• **GIVEN ENTRIES**:
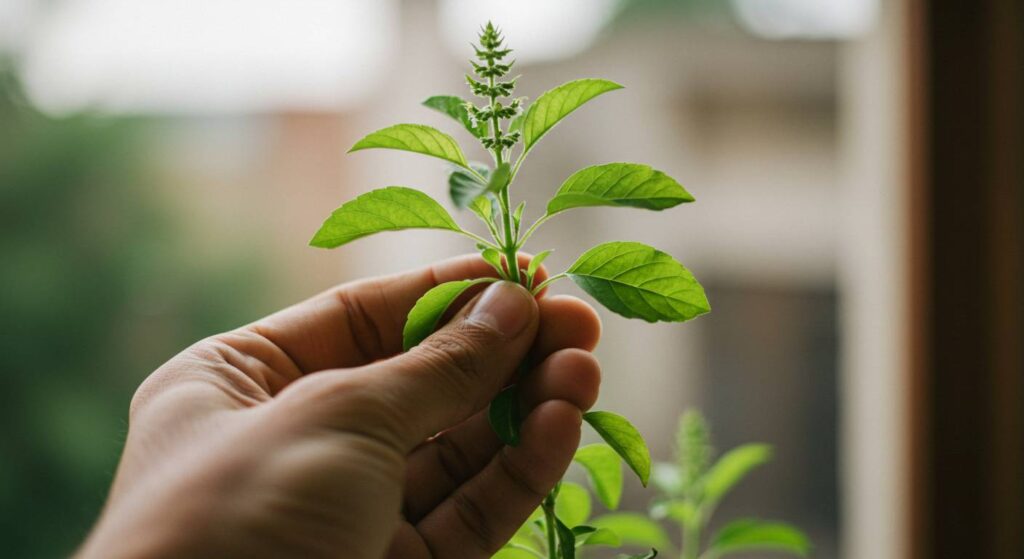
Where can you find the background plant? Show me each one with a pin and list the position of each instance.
(628, 277)
(692, 487)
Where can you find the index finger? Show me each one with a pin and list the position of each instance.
(359, 323)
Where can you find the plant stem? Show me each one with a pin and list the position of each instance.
(510, 246)
(549, 522)
(691, 541)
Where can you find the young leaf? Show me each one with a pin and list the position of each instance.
(456, 108)
(731, 468)
(572, 505)
(624, 438)
(465, 191)
(634, 529)
(389, 209)
(504, 416)
(604, 471)
(428, 310)
(639, 282)
(750, 534)
(557, 103)
(417, 138)
(619, 184)
(494, 258)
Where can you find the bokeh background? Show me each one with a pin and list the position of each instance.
(163, 165)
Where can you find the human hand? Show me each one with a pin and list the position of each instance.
(307, 434)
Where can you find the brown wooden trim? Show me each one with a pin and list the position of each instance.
(967, 307)
(918, 285)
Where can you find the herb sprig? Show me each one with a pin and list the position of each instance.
(628, 277)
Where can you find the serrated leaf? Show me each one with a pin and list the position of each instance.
(417, 138)
(513, 553)
(623, 184)
(389, 209)
(604, 470)
(557, 103)
(731, 468)
(639, 282)
(465, 187)
(456, 108)
(504, 416)
(678, 510)
(634, 529)
(427, 311)
(625, 439)
(749, 534)
(572, 505)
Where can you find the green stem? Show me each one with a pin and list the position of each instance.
(548, 282)
(510, 247)
(550, 522)
(532, 228)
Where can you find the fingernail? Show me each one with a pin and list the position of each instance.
(506, 307)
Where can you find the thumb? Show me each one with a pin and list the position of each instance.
(449, 377)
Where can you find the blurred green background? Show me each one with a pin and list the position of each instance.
(97, 287)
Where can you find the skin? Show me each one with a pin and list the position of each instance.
(308, 433)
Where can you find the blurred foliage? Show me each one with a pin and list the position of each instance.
(97, 288)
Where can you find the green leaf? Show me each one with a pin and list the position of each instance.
(749, 534)
(557, 103)
(572, 504)
(465, 187)
(415, 137)
(731, 468)
(494, 258)
(627, 184)
(639, 282)
(428, 310)
(456, 108)
(604, 470)
(634, 529)
(504, 416)
(598, 536)
(624, 438)
(389, 209)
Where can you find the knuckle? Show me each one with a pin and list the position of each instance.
(475, 520)
(456, 352)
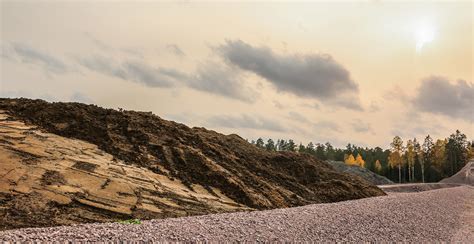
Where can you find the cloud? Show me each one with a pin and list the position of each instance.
(134, 71)
(324, 125)
(297, 117)
(438, 96)
(361, 126)
(26, 54)
(278, 104)
(222, 80)
(246, 121)
(316, 76)
(26, 94)
(173, 48)
(81, 98)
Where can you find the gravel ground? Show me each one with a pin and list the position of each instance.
(429, 216)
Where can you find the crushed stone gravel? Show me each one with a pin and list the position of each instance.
(429, 216)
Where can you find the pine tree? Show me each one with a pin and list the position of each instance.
(350, 160)
(259, 143)
(270, 146)
(421, 158)
(410, 156)
(378, 167)
(360, 161)
(396, 159)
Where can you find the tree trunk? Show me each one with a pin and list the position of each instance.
(422, 171)
(399, 173)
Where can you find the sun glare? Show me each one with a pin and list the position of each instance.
(424, 34)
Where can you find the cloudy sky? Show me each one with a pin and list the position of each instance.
(358, 72)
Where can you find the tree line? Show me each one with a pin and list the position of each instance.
(411, 161)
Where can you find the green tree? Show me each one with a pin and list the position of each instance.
(260, 143)
(270, 146)
(410, 156)
(396, 158)
(421, 158)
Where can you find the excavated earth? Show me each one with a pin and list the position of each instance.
(67, 163)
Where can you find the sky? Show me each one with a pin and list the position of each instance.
(355, 72)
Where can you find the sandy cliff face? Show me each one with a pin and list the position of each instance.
(96, 164)
(47, 179)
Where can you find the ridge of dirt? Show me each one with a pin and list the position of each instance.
(464, 176)
(250, 176)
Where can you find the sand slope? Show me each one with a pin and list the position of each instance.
(464, 176)
(48, 180)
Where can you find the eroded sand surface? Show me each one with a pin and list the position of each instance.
(442, 215)
(76, 182)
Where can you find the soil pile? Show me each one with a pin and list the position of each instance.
(224, 166)
(464, 176)
(360, 172)
(48, 180)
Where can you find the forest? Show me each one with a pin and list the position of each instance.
(428, 160)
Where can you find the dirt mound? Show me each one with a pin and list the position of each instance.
(464, 176)
(225, 166)
(48, 180)
(415, 187)
(361, 172)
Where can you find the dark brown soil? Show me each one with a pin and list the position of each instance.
(247, 174)
(51, 177)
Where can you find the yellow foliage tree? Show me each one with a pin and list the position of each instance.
(350, 160)
(378, 167)
(360, 161)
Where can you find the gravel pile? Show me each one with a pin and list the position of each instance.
(429, 216)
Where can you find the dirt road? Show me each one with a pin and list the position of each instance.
(437, 215)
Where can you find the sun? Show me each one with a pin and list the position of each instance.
(424, 33)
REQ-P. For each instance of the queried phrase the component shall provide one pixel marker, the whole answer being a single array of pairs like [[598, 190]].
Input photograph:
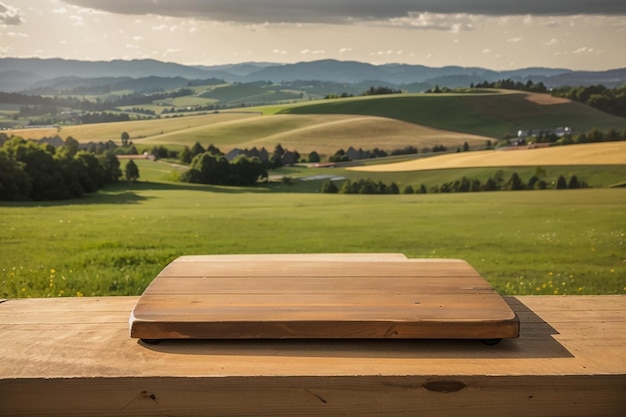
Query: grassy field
[[304, 133], [611, 153], [115, 242], [491, 115], [325, 126]]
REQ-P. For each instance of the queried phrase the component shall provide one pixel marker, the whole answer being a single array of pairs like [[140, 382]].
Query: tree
[[14, 182], [186, 155], [515, 183], [246, 171], [72, 145], [125, 138], [197, 149], [393, 189], [329, 187], [131, 171], [314, 157], [111, 166], [276, 160]]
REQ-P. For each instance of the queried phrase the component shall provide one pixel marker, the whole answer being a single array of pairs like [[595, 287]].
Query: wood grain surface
[[320, 296]]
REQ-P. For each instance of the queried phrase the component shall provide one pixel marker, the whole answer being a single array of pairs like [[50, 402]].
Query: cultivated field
[[524, 242], [611, 153], [324, 134], [384, 122], [115, 242]]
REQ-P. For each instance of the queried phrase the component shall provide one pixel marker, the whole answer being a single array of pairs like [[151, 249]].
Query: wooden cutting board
[[322, 296]]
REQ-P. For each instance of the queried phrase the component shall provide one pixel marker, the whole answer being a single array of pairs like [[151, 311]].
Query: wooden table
[[74, 356], [321, 296]]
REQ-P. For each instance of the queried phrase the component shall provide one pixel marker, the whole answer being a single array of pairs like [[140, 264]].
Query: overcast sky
[[496, 34]]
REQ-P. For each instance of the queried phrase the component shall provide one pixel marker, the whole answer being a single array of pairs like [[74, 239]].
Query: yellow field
[[324, 134], [611, 153], [136, 129]]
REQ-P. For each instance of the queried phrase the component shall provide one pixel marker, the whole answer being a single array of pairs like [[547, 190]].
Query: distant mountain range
[[26, 74]]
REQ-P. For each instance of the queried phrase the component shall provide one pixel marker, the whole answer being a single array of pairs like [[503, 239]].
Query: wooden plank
[[319, 268], [410, 396], [320, 297], [316, 285]]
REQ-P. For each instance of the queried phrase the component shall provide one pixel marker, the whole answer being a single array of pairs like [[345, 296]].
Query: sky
[[494, 34]]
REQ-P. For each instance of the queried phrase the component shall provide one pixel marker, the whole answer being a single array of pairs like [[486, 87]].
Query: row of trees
[[29, 171], [362, 186], [462, 185], [208, 168], [497, 183], [608, 100], [509, 84]]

• **TASK DETAILS**: Quote in full the listing given above; the images are to be left out.

• **THE OUTPUT**:
Where can you find the background plant? Show me each one with a pin and list the position of each instance.
(628, 277)
(692, 487)
Where can you find the index finger? Show me each one with a pin and list the position of each instance.
(359, 323)
Where can you find the plant stem? Show me each one with a pin and list the position of each instance.
(510, 246)
(549, 522)
(691, 541)
Where can you find the young leaf? Show me each one with a pin and list the position of each instance.
(456, 108)
(731, 468)
(572, 505)
(624, 438)
(465, 191)
(634, 529)
(389, 209)
(504, 416)
(604, 471)
(428, 310)
(639, 282)
(750, 534)
(557, 103)
(417, 138)
(619, 184)
(494, 258)
Where can you find the bokeh background? Show me each one with a pin and list the position of each instance.
(163, 165)
Where can you find the human hand? Show me each one with a pin and list the position of each instance.
(307, 434)
Where can you find the brown wooden trim? Show me each one with a pin and list the position of each instance.
(967, 307)
(918, 285)
Where can you find the herb sprig? Show me each one with a pin and list the position of each instance.
(628, 277)
Where can you find the serrated leaf? Show me each one with a pin and list the position of each instance.
(417, 138)
(513, 553)
(623, 184)
(389, 209)
(604, 470)
(557, 103)
(731, 468)
(639, 282)
(465, 187)
(456, 108)
(504, 416)
(678, 510)
(634, 529)
(427, 311)
(625, 439)
(749, 534)
(572, 505)
Where can you find the green stem? Show me each one with a pin and list the position of each instance.
(548, 282)
(510, 247)
(550, 522)
(532, 228)
Where can you find the fingernail? Show me each one with a pin and list the position of each instance.
(506, 307)
Where can you find the thumb? Show me each one with a pin and list the position of each instance.
(449, 377)
Where can you find the blurred green background? Show me each one with a pin and list the position of each instance.
(97, 287)
Where can you find the skin? Show me each one with a pin and list the position of each instance.
(308, 433)
Where can you find the blurred foliage? Show me each one with a pin and list the position of each instance.
(97, 288)
Where can you find the green leaf? Show me each one with a pin and list the position of each instance.
(749, 534)
(557, 103)
(572, 504)
(465, 187)
(415, 137)
(731, 468)
(494, 258)
(627, 184)
(639, 282)
(428, 310)
(456, 108)
(604, 470)
(634, 529)
(504, 416)
(598, 536)
(624, 438)
(389, 209)
Where can you find the knuckle? Show me each one with a pin and list the position of each instance.
(475, 520)
(456, 352)
Where can you find the cloud? Show me each one with a pin and list the position of each instance.
(134, 71)
(324, 125)
(297, 117)
(438, 96)
(361, 126)
(26, 54)
(278, 104)
(222, 80)
(246, 121)
(316, 76)
(26, 94)
(173, 48)
(81, 98)
Where can you find the gravel ground? Show me each one with a pin and list the position of each instance.
(429, 216)
Where can you find the crushed stone gravel? Show me each one with a pin and list the position of each instance.
(429, 216)
Where can you find the pine tree? Show me each one with a pin and list the position of each instance.
(350, 160)
(259, 143)
(270, 146)
(421, 158)
(410, 156)
(378, 167)
(360, 161)
(396, 159)
Where can you find the tree trunk? Show me each one with a pin and list the position of each instance.
(422, 171)
(399, 173)
Where can you find the sun glare? Show me each one with a pin and list the position of each instance.
(424, 34)
Where can you find the cloudy sky? Show me each one with a pin and list the position of each instance.
(358, 72)
Where can you find the tree line? Show me each one with a pin and list the position of each instance.
(411, 161)
Where can you find the green tree? Show me each one with a pin and list the position of each instance.
(260, 143)
(270, 146)
(410, 156)
(396, 158)
(421, 158)
Where can you find the excavated earth? Show me each one with a pin and list the position of each instance.
(67, 163)
Where can you find the sky? Show me each one with a pin and list the position of each instance.
(355, 72)
Where can you find the sandy cliff face? Show me each one with a pin and list the position of each instance.
(96, 164)
(47, 179)
Where can you find the ridge of dirt? Show me each one with a pin and list the position of each instance.
(464, 176)
(250, 176)
Where can you find the sand slope? Show me each one with a pin and list the position of each instance.
(464, 176)
(48, 180)
Where can you find the eroded sand surface? Show me each one with a pin and list the position of each instance.
(442, 215)
(76, 182)
Where can you find the soil pile? Show me each one with a pin and list the position of each instance.
(224, 166)
(464, 176)
(360, 172)
(48, 180)
Where can you find the forest? Show me each one with a pin and list the position of each instance.
(428, 160)
Where can you find the dirt mound? Show me each one with a pin and list the position of each instance.
(464, 176)
(225, 166)
(48, 180)
(415, 187)
(361, 172)
Where can you find the dark brown soil? Show me each one with a pin and list the position of each instance.
(247, 174)
(51, 177)
Where can you find the yellow foliage tree? Show me each one with a pin and list the position of each instance.
(350, 160)
(378, 167)
(360, 161)
Where can you find the gravel pile? Show me each one with a pin and list the position of each instance.
(429, 216)
Where can you find the dirt road? Show me each one with a pin and list the position of each instance.
(437, 215)
Where can you find the sun? Show me each one with a pin and list the position of each instance.
(424, 33)
REQ-P. For each instance of the queried phrase the component shall provide one pixel marker, the whole answer being a single array of pairs like [[598, 190]].
Input photograph:
Query: grassy field
[[304, 133], [611, 153], [115, 242], [491, 115], [325, 126]]
REQ-P. For each instance of the queried phrase the component shall provide one pixel marker, the whole answer being a single array of pairs like [[140, 382]].
Query: tree
[[14, 182], [186, 155], [515, 183], [246, 171], [72, 145], [125, 138], [197, 149], [393, 189], [329, 187], [131, 171], [314, 157], [111, 166], [276, 160]]
REQ-P. For each instance of the queried phrase the component shall provide one pixel marker, the whole answer being a single array of pairs like [[595, 287]].
Query: wood grain surface
[[320, 296]]
REQ-P. For each instance of the queried phrase the component shall provide one pixel marker, the whole answer being a single array of pairs like [[50, 402]].
Query: cultivated field
[[524, 242], [611, 153], [324, 134], [384, 122], [115, 242]]
REQ-P. For each instance of the queried phrase the component shall provide one pixel marker, the whole answer being a single array of pairs like [[151, 249]].
Query: wooden cutting board
[[322, 296]]
REQ-P. For each instance of the queried phrase the component shall provide one pixel marker, the whole answer being a single array of pairs like [[151, 311]].
Query: wooden table
[[74, 356], [321, 296]]
REQ-P. For each instance of the queried phrase the component shall provide one pixel marker, the whole answer being a single array of pairs like [[140, 264]].
Query: overcast sky
[[496, 34]]
REQ-P. For each instance of the queried phrase the component shall provide one pixel marker, the whole answer being a single array of pairs like [[74, 239]].
Query: yellow field
[[324, 134], [611, 153], [136, 129]]
REQ-P. For each instance of the queried phrase the component shall provide one pixel marker, the whole answer being a single array of pairs like [[547, 190]].
Query: distant mountain range
[[26, 74]]
REQ-P. For each instance of the queried phrase the component shall provide one pixel marker, the whole answer being a single array of pairs like [[503, 239]].
Query: wooden plank
[[319, 268], [410, 396], [320, 297], [316, 285]]
REQ-P. For each instance of the queried phrase the component shall provide one pixel marker, the whole answer being a single array of pairs like [[345, 296]].
Query: sky
[[494, 34]]
REQ-P. For each instance of the queried phrase the component shall provide one pixel marker, the whole answer being a single array of pairs like [[486, 87]].
Query: row of trees
[[29, 171], [362, 186], [462, 185], [208, 168], [497, 183], [608, 100], [509, 84]]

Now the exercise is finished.